Count the lines in the items below that contain the string "piece". Reply with the number alone.

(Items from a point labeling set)
◇ ◇ ◇ ◇ ◇
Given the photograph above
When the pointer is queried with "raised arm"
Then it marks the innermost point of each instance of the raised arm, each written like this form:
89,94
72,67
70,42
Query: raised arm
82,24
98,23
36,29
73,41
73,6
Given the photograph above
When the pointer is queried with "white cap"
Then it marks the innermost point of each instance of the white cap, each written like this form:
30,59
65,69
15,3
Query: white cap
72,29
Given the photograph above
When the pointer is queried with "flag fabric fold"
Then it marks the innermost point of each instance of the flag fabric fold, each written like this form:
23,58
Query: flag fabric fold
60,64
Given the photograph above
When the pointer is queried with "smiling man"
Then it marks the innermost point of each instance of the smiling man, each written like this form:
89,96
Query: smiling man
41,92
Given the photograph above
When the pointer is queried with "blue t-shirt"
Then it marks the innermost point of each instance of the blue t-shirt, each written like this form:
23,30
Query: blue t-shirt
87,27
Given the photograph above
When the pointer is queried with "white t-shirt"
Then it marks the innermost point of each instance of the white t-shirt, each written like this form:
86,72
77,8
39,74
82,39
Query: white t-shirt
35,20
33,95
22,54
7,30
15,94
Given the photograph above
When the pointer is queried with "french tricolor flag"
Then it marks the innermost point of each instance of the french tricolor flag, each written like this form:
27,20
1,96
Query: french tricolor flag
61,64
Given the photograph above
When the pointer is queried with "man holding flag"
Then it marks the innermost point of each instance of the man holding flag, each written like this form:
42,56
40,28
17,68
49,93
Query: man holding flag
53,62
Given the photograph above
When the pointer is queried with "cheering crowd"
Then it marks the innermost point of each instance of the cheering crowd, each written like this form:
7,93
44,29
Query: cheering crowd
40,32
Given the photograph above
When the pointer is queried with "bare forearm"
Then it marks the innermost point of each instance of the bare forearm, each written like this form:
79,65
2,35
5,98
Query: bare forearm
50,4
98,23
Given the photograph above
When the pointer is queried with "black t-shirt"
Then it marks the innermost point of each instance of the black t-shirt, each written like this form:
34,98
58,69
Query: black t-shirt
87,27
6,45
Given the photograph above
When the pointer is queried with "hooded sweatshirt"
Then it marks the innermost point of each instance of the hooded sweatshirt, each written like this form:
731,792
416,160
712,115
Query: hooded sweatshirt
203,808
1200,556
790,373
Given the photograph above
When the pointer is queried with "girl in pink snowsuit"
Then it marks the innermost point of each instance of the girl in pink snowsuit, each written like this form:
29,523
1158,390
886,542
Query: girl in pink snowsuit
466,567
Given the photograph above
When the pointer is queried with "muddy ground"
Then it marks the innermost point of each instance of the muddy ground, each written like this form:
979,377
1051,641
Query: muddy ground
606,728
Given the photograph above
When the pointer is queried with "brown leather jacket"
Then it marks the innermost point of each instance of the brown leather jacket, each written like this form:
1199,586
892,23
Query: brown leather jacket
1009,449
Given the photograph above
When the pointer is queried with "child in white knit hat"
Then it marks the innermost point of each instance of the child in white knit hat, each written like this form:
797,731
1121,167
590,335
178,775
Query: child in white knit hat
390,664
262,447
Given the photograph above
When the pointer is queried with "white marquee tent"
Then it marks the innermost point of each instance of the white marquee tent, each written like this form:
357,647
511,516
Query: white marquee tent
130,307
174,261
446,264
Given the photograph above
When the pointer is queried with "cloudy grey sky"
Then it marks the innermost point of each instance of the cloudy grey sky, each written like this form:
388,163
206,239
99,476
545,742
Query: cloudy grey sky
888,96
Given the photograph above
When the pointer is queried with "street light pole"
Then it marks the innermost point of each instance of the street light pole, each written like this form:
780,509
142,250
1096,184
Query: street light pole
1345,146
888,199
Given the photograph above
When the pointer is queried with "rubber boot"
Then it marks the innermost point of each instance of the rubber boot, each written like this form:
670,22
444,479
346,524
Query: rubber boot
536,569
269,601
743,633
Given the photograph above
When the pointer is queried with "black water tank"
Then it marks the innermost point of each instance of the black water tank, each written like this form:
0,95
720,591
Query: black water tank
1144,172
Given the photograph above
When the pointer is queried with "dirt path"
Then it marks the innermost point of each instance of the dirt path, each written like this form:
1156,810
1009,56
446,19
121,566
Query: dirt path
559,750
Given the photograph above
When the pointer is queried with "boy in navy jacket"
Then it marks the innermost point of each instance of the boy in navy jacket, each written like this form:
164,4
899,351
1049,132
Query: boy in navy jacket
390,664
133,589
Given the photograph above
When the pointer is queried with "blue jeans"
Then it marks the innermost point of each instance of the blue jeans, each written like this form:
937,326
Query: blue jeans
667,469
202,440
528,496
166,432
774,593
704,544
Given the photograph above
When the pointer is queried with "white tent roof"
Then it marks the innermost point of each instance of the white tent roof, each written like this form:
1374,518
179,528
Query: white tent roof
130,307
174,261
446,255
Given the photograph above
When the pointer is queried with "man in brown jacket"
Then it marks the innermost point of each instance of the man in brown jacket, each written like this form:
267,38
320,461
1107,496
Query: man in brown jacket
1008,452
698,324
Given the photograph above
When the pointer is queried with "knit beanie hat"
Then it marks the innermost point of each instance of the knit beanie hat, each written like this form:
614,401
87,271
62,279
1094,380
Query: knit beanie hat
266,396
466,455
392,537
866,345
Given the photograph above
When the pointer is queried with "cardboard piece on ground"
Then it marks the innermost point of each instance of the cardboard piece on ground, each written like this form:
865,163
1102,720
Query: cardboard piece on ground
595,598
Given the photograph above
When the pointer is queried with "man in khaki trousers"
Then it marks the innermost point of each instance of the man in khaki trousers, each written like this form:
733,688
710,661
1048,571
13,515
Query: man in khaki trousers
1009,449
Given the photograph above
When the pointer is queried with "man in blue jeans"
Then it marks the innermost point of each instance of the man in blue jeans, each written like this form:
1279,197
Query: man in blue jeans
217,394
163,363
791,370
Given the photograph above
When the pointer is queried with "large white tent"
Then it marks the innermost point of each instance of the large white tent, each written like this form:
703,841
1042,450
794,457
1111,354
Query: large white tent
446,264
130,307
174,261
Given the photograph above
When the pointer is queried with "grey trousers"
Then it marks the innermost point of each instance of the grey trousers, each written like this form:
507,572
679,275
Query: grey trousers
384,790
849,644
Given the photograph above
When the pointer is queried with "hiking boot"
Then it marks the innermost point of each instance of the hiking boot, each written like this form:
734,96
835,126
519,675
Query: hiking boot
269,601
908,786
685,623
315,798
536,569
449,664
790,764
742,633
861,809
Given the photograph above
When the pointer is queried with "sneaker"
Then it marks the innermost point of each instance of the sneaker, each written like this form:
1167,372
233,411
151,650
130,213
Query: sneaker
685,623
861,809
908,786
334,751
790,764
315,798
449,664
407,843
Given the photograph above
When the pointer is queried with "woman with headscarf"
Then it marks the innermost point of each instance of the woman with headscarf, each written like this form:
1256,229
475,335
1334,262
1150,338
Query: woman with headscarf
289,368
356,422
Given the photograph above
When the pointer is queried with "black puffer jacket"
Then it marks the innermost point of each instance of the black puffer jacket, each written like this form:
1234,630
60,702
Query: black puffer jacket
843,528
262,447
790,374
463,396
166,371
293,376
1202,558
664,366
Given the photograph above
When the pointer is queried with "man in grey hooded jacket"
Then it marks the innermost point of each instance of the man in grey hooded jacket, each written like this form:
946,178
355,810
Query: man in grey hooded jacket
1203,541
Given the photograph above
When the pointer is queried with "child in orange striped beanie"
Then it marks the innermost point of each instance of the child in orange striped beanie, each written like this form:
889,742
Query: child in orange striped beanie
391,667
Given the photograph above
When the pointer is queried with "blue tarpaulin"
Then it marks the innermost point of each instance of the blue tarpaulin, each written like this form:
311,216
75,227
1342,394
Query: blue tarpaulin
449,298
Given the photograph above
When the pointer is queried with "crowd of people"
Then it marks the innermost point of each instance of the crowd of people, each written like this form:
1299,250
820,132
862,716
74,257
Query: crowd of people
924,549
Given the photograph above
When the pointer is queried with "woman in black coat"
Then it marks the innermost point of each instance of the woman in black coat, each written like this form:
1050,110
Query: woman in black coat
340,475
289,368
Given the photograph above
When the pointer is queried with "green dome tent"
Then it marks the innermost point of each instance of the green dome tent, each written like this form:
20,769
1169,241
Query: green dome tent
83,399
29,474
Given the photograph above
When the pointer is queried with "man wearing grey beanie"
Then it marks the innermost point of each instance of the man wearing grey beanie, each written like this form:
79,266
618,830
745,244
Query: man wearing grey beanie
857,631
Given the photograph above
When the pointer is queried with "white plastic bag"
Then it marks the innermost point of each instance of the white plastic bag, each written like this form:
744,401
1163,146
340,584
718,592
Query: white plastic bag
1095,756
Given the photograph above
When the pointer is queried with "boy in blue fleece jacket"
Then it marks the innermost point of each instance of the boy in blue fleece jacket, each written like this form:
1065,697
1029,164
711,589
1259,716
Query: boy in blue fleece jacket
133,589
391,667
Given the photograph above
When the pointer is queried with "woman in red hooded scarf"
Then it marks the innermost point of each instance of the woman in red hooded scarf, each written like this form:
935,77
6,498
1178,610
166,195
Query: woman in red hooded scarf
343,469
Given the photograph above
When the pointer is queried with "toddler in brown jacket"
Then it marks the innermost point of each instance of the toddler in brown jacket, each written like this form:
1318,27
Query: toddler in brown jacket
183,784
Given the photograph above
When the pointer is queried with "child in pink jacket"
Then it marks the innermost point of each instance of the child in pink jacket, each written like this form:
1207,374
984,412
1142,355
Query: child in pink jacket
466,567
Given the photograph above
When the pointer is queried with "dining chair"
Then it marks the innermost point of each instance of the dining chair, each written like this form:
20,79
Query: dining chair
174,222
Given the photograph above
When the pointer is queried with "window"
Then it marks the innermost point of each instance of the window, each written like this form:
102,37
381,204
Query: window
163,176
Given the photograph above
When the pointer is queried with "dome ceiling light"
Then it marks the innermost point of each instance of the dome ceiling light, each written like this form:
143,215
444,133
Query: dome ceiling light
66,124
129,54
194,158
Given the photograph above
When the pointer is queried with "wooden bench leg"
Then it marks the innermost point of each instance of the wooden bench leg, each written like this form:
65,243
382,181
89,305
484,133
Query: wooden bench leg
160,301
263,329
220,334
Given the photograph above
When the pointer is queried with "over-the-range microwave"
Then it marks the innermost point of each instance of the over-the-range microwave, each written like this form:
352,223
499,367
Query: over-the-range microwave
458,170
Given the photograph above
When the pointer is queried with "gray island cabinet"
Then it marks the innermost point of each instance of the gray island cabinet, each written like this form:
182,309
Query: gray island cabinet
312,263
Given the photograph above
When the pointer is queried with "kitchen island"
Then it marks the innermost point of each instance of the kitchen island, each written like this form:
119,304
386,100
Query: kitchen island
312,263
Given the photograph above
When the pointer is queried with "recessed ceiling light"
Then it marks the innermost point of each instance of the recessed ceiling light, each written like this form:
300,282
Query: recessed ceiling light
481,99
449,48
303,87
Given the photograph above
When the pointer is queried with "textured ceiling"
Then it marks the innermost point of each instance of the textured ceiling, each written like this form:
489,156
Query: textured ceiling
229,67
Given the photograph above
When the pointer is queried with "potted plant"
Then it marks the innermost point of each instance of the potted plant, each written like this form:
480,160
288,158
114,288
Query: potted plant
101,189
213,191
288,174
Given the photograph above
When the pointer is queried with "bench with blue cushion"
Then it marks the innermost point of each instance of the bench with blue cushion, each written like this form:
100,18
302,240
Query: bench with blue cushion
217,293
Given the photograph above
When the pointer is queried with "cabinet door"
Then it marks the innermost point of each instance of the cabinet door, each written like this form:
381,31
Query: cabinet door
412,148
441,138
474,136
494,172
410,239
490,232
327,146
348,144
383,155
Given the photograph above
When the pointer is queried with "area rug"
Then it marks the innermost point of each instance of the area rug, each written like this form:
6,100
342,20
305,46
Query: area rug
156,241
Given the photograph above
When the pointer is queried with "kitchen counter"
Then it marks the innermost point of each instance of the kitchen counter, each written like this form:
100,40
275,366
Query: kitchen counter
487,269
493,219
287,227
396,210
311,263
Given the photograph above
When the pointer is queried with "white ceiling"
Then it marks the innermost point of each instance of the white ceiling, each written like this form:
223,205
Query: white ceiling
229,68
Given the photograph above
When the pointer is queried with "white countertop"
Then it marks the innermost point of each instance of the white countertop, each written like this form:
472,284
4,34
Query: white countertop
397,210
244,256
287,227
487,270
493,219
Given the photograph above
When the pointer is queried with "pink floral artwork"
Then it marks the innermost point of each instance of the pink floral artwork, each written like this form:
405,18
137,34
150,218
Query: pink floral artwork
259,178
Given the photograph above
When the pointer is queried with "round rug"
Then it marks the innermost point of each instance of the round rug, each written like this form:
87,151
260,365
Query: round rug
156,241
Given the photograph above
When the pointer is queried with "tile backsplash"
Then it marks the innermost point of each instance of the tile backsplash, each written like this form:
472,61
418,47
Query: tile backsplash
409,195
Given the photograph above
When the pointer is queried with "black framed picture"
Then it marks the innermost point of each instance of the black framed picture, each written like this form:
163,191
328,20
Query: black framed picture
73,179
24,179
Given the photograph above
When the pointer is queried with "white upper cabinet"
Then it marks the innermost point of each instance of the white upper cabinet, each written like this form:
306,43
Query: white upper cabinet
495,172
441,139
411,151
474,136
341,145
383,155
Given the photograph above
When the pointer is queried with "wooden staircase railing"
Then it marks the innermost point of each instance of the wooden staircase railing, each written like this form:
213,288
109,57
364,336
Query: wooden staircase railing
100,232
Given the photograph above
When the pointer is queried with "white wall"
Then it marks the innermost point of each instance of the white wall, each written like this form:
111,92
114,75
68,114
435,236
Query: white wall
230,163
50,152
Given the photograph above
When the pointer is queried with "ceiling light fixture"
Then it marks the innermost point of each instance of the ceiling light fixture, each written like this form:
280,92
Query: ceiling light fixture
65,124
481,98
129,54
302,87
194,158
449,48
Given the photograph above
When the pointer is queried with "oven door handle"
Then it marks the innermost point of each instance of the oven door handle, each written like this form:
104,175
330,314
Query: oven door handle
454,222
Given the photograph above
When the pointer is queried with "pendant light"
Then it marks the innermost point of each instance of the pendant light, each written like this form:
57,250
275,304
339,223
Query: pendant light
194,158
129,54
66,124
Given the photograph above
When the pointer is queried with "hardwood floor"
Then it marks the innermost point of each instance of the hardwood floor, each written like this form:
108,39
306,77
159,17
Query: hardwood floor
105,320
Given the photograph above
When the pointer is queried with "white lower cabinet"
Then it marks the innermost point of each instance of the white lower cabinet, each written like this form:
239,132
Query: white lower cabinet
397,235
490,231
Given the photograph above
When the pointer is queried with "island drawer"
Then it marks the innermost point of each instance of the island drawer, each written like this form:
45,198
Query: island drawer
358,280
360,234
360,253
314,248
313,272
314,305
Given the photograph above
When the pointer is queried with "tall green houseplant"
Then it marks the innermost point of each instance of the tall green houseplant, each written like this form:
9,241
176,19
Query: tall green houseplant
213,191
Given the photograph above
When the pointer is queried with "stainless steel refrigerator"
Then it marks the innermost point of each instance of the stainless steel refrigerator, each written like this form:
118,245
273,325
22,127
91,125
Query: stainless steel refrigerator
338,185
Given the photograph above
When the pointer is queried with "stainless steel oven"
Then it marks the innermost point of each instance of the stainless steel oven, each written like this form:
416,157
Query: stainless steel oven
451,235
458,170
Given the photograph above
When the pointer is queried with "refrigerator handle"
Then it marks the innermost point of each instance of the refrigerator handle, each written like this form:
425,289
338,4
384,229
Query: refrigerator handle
◇ ◇ ◇ ◇ ◇
> Answer to this problem: 3